Only the lines from the one containing "Target: white plate" to the end of the material belong in your answer. Please copy them word for word.

== Segment start ==

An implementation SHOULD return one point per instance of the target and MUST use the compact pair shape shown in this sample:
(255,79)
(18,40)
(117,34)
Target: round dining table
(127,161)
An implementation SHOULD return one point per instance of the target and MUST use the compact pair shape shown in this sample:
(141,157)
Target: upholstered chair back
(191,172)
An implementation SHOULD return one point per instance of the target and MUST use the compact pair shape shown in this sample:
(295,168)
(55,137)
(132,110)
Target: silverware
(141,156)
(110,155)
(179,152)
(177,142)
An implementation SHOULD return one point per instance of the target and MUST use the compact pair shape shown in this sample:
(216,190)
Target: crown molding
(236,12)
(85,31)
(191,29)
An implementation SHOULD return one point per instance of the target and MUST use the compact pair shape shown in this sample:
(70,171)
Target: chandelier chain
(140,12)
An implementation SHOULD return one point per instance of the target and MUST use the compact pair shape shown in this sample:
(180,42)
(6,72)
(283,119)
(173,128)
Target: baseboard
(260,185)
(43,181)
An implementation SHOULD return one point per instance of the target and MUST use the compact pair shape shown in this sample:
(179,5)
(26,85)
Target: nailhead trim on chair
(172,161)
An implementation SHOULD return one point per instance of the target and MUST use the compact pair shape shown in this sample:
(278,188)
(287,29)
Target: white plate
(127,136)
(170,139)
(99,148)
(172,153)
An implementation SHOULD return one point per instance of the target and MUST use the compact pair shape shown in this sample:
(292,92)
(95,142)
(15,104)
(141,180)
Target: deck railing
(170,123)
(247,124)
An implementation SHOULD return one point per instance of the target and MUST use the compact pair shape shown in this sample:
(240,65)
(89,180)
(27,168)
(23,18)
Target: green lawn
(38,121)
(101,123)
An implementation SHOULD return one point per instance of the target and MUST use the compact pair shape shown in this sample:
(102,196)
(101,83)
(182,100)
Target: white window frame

== Segment end ==

### YOUR RESPONSE
Target: white plate
(127,136)
(170,139)
(99,148)
(172,153)
An implementation SHOULD return one point per instance of the target and MUST use the compact pair shape shown in this sample:
(292,92)
(95,142)
(15,104)
(141,180)
Target: deck railing
(170,123)
(247,124)
An implementation SHOULD return one point per instance of the target and MUST use the compact pair shape shown in this sample:
(240,65)
(89,180)
(27,168)
(23,18)
Target: green lawn
(38,121)
(101,123)
An implementation SHOULD return one point per instance of the target and MUST use the compact pair shape shown in this sample:
(102,196)
(101,83)
(182,100)
Target: white window frame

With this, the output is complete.